(begin)

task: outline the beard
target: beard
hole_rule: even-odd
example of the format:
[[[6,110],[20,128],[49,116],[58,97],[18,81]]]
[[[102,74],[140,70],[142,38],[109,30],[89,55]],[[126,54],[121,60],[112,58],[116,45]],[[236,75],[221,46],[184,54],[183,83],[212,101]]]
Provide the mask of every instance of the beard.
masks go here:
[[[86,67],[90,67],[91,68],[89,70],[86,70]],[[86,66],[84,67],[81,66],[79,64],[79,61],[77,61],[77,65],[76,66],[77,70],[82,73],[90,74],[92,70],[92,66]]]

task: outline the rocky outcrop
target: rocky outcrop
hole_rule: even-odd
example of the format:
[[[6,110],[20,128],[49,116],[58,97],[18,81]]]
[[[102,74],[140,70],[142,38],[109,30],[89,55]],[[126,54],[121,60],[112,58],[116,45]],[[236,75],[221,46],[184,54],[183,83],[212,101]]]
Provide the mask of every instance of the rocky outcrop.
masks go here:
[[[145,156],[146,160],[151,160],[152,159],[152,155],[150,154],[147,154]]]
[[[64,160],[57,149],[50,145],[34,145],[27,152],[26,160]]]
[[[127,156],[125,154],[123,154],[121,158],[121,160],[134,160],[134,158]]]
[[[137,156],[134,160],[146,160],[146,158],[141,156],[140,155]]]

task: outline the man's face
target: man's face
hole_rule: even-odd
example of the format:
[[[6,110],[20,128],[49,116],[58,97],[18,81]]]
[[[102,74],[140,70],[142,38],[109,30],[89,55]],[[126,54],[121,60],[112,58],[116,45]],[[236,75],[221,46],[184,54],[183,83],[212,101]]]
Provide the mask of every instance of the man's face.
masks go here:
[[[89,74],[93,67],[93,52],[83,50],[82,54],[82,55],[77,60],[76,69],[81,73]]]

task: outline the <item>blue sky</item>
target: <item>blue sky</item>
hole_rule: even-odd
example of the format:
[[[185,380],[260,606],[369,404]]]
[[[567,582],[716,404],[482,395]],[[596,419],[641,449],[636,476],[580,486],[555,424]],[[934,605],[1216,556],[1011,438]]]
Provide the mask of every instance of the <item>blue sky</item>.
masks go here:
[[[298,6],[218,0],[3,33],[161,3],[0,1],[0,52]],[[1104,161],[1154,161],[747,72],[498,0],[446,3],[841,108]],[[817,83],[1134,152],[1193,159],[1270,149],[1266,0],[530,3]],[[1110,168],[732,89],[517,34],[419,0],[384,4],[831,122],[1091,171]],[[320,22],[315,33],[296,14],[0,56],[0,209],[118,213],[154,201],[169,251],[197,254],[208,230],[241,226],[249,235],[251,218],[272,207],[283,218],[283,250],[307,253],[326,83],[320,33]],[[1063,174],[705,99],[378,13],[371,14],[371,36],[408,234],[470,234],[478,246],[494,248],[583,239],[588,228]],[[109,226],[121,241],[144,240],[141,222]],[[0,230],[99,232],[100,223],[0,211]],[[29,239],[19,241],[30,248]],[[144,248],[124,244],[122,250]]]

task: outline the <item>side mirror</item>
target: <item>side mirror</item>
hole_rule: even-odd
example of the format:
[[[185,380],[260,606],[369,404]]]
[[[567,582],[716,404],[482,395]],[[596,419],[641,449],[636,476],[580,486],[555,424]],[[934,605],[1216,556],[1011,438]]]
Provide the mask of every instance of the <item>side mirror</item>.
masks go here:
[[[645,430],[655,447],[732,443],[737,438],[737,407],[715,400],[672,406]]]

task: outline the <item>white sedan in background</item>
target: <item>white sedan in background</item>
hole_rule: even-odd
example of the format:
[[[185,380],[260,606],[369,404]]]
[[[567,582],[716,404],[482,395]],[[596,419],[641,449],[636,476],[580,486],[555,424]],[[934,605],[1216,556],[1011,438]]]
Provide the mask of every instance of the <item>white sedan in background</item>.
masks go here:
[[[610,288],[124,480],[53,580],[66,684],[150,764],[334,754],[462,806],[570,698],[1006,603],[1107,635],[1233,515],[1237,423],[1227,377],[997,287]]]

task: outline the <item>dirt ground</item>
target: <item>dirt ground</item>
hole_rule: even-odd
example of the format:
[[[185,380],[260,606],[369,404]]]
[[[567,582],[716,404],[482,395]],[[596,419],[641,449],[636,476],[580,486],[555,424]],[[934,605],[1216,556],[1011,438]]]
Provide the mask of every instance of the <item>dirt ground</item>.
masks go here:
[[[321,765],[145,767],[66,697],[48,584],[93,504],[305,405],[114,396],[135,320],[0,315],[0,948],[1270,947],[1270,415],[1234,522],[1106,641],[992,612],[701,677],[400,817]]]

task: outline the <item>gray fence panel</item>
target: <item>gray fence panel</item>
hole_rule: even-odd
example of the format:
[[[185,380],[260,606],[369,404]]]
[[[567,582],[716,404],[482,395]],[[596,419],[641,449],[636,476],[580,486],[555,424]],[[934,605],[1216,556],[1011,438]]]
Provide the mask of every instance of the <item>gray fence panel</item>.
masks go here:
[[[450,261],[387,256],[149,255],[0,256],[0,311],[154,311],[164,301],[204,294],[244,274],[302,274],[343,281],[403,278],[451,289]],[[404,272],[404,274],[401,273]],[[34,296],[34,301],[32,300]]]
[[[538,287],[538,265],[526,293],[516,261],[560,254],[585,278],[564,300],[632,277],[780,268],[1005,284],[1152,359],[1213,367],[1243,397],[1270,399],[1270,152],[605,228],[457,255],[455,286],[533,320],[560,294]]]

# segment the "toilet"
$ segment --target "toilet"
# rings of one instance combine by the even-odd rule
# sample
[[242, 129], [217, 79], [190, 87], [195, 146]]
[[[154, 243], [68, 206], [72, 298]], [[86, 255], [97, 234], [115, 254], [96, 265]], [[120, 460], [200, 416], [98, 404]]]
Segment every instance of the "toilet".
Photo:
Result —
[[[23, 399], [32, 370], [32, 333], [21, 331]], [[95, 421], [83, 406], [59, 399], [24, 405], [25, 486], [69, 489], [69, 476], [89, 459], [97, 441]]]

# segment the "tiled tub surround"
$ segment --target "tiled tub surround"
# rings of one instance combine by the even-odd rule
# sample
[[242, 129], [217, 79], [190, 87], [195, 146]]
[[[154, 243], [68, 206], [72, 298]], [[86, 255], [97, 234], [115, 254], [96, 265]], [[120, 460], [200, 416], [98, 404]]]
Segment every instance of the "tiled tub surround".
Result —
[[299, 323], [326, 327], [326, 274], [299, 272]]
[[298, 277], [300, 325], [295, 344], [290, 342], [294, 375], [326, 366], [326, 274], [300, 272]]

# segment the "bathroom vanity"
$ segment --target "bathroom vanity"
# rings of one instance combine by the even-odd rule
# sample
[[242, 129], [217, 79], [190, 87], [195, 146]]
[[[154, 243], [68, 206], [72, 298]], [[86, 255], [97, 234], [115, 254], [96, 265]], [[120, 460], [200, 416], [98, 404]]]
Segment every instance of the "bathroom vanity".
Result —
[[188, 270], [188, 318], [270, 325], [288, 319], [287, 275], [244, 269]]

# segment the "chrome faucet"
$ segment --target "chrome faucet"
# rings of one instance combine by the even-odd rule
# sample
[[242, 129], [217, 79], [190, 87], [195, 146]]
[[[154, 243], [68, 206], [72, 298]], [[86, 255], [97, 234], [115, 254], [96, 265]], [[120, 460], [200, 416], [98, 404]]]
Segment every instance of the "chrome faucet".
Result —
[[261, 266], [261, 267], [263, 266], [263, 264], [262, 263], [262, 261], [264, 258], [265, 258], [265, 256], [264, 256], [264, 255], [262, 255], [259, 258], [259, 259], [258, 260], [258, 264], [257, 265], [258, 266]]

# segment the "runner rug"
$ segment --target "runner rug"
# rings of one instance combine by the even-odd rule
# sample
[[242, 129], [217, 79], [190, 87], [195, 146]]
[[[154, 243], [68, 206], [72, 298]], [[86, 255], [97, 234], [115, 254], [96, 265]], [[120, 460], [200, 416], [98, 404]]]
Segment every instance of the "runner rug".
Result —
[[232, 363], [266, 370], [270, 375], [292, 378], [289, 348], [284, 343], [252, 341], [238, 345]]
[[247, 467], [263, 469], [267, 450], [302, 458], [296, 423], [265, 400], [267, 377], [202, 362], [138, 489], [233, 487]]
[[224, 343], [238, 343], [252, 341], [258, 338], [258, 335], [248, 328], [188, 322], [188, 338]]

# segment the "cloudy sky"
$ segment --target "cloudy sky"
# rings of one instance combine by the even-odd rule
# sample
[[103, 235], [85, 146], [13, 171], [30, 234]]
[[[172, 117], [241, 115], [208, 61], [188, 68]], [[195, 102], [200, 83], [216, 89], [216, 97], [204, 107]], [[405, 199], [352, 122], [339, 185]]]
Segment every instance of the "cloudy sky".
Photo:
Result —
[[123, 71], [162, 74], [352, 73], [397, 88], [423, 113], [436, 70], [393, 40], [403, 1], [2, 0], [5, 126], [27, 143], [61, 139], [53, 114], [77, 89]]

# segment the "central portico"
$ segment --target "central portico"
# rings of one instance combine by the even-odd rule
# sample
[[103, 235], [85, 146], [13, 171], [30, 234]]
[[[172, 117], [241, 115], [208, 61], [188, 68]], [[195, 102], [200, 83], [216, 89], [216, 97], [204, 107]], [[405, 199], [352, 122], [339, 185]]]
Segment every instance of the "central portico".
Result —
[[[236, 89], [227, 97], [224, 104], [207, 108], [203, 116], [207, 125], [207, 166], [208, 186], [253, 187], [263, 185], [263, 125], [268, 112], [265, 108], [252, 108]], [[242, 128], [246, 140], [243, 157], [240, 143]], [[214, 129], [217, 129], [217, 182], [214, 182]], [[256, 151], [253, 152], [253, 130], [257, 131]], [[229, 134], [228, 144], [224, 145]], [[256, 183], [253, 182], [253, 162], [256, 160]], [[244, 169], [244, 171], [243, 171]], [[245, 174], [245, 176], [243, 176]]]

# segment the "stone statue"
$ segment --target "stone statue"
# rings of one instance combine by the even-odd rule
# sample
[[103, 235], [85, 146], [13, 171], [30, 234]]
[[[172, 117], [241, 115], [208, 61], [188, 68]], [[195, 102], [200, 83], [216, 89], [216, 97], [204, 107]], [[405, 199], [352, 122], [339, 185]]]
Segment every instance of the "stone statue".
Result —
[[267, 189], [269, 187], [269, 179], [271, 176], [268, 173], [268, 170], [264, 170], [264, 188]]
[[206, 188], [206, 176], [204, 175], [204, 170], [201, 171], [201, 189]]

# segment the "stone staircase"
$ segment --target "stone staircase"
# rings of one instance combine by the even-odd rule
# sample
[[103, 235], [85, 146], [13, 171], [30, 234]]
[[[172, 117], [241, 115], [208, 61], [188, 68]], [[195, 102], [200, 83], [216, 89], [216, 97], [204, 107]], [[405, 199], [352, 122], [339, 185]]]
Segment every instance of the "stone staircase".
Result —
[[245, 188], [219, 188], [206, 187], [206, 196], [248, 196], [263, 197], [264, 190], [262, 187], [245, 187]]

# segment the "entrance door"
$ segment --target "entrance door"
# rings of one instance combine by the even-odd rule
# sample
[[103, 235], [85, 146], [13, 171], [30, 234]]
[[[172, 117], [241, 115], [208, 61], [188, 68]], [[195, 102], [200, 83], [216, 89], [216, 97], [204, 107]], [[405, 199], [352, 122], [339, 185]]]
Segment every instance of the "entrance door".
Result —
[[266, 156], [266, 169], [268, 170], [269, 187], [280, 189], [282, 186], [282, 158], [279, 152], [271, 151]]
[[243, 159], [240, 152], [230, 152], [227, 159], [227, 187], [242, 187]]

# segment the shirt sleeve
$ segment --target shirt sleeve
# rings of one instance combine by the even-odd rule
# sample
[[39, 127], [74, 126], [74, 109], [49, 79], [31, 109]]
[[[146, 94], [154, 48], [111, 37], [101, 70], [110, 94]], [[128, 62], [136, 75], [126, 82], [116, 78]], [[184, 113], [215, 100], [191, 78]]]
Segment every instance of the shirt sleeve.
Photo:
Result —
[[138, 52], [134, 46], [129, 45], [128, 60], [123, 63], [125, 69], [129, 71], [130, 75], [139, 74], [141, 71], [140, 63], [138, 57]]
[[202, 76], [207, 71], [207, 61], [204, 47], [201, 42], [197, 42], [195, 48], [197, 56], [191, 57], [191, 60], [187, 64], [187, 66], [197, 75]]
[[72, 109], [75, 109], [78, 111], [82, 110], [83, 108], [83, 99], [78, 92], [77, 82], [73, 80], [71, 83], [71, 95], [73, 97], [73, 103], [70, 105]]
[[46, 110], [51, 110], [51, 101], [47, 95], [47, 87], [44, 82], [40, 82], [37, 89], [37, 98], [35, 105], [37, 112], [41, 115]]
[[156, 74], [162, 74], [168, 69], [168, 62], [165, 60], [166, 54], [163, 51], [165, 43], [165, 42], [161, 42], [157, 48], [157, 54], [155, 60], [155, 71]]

(end)

Pick out every line of the records that contains the string "entrance", and copy each one in full.

# segment the "entrance door"
$ segment --target "entrance door"
Segment every instance of the "entrance door".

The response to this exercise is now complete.